== WORK INSTRUCTION ==
Read through the data, and wherever a line holds the word "above", write that line out.

[[ RECORDS SUPPLIED, beginning ]]

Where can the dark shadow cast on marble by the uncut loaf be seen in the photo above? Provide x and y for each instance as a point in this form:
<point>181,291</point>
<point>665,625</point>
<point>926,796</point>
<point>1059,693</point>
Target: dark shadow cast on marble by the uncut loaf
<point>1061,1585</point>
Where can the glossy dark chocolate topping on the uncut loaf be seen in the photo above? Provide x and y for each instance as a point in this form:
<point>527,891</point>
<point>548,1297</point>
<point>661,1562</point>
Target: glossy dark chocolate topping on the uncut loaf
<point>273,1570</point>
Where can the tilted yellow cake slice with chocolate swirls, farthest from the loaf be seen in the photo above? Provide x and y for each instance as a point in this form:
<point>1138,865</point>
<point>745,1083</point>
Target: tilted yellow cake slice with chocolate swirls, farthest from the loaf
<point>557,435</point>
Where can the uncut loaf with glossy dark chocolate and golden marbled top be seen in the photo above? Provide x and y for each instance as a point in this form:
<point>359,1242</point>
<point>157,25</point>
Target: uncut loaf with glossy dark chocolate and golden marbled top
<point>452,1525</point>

[[ RECORDS SUPPLIED, end ]]

== WRITTEN SOLUTION ==
Where can the dark shadow cast on marble by the uncut loaf be seen in the photo above? Provide x and y for each instance as a point in this form:
Where can the glossy dark chocolate topping on the uncut loaf be seen in the photo above? Provide x and y for each instance as a point in this form:
Where can the tilted yellow cake slice with chocolate swirls, farthest from the loaf be seen in the photo above? Provide x and y for each instance as a point in this form:
Where can the uncut loaf with glossy dark chocolate and golden marbled top be seen in the photo above? Provide x and y for each instance as a point in this form:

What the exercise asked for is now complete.